- _Reading text_
Fireworks

We were chasing fireworks out of celebration. This one in 1995 Ho Chi Minh City, Vietnam's reunification after twenty years. We followed huge outbursts of brocade, peony and comet arcing through hot night sky. Chasing close and under shattering domes, admist the oohs and aahs explosive remnants rained on our heads.

Big time 1997. Among hundreds and thousands pushing shoulder to shoulder we inched our way to the car-free highway. Magnificent neon lights reflected on dark water murky brilliant Victoria Harbour. We waited for the thundering discharge of flaming flowers from six or seven barges. Big roars synced with pyro-music one after another, and another. The night canvas splattered bright with gigantic chrysanthemum…willow…crossette…horsetail and legs of thousand spiders. A hesitant child running back to his mother. There's always reasons for fireworks celebration isn't it? For a returned land or a bad runaway year. Long live the country, whichever it is, auld lang syne as old times sung, and remembered.

- _Dataset records_
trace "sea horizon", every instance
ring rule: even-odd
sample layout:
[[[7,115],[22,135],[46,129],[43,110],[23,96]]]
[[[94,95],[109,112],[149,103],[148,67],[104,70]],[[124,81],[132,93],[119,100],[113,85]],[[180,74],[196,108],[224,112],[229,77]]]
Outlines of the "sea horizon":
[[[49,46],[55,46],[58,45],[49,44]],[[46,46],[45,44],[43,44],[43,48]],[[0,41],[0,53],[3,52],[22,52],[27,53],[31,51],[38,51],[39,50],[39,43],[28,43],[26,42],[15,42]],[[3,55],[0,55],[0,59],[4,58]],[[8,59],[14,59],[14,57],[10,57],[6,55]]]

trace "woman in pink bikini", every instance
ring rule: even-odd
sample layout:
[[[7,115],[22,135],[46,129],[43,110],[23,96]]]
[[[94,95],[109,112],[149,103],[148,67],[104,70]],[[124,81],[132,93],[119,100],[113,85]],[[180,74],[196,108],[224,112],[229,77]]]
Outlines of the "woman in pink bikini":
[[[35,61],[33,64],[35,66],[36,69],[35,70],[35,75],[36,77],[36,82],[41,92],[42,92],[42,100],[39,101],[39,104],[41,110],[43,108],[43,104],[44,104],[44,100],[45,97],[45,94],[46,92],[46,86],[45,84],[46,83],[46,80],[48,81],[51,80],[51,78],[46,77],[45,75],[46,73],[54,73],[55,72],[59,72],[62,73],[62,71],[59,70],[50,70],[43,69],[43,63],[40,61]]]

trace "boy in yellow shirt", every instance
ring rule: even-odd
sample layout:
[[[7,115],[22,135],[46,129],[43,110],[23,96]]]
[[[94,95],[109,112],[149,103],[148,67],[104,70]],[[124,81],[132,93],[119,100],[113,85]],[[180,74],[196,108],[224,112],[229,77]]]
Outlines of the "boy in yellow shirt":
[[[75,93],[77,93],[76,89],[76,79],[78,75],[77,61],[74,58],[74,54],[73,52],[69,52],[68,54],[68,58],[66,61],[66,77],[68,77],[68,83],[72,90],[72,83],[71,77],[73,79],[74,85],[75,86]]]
...
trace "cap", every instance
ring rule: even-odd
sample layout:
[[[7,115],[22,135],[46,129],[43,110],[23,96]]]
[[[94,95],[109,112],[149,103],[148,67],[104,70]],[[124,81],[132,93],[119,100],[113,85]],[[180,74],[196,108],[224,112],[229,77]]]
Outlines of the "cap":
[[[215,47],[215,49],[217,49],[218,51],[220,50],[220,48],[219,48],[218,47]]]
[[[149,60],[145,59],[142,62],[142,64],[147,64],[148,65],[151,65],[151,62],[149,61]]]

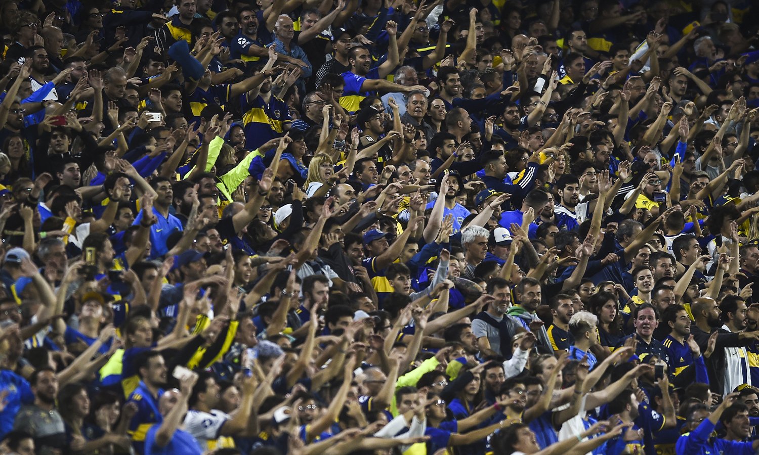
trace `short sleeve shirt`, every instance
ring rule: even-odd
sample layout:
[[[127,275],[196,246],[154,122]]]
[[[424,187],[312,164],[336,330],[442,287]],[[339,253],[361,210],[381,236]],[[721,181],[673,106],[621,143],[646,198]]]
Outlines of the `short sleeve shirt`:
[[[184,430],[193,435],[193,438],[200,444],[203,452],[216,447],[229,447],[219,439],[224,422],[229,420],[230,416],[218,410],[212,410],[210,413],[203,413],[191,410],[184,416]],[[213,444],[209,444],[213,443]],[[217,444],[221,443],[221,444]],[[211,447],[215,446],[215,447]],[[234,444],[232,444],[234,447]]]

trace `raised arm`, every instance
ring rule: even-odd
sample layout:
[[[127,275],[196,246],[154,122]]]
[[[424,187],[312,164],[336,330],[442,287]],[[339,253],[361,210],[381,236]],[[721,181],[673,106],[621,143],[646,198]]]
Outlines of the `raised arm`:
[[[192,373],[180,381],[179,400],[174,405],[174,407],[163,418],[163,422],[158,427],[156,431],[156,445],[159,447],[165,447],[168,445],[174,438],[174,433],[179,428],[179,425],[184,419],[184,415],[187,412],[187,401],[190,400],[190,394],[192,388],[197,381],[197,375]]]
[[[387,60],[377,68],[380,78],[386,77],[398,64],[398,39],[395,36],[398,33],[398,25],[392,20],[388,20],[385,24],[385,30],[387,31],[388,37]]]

- _Work instruction A_
In the fireworks text, what year is given for the celebration in Ho Chi Minh City?
- _Work instruction B_
Resume the fireworks text after its last sentence, keeping its voice.
The records have no connection to the fireworks text.

- _Your response A_
1995

- _Your response B_
However, the best firework I recall was the awe-inspiring Sky Ladder. On June 15 two thousand fifteen 4:45 a.m. a fiery ladder rising, burnt in a dawn sky 1650 feet high two minutes and thirty seconds. Firework wizard Cai Guo-Qiang dedicated the spectacular display to his beloved grandmother, who taught him how to safe-handle fire. From her sick bed she climbed the sky. The hundred-year-old woman would ascend to heaven one month after.

Memories working like fireworks in neurons. For a decade, every first day of July we watch fireworks from a long narrow window on the third floor of a centennial old house we now call home. Humble explosives shot up several stories high from our neighboring houses. Still creates wonder, still arouses our cat Suki lounging on my lap with wild glowing eyes. I try to tell him it's Canada Day. History, big or small, he knows nothing of nor care for any. Just bewildered.